INSTRUCTIONS TO FOLLOW: Every line below that holds the string "formatted" should be copied.

RECORDS SUPPLIED:
-=-=-
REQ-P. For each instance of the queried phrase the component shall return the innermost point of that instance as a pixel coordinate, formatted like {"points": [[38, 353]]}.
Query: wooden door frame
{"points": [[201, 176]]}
-=-=-
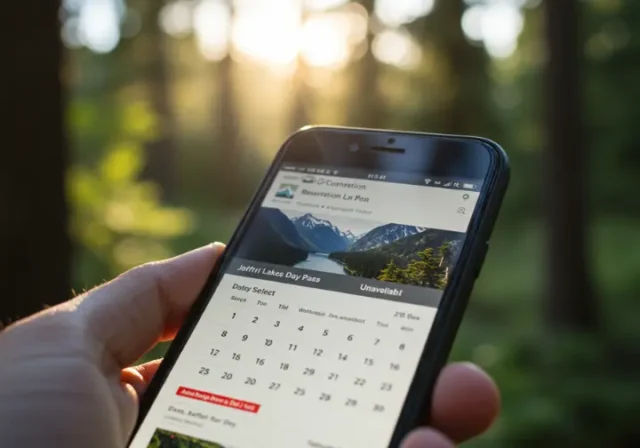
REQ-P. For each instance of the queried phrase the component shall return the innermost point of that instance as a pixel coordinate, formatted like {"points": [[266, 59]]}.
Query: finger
-=-=-
SOLUTION TO THIS TASK:
REQ-P. For each instance of the queried phrase the component shall return the innermost point of that instance as a pixel coordinate, formatted like {"points": [[38, 353]]}.
REQ-P. For each instance of the queried phrase the component shall return the innermost point of that instance as a pixel coordinate, formatted like {"points": [[266, 59]]}.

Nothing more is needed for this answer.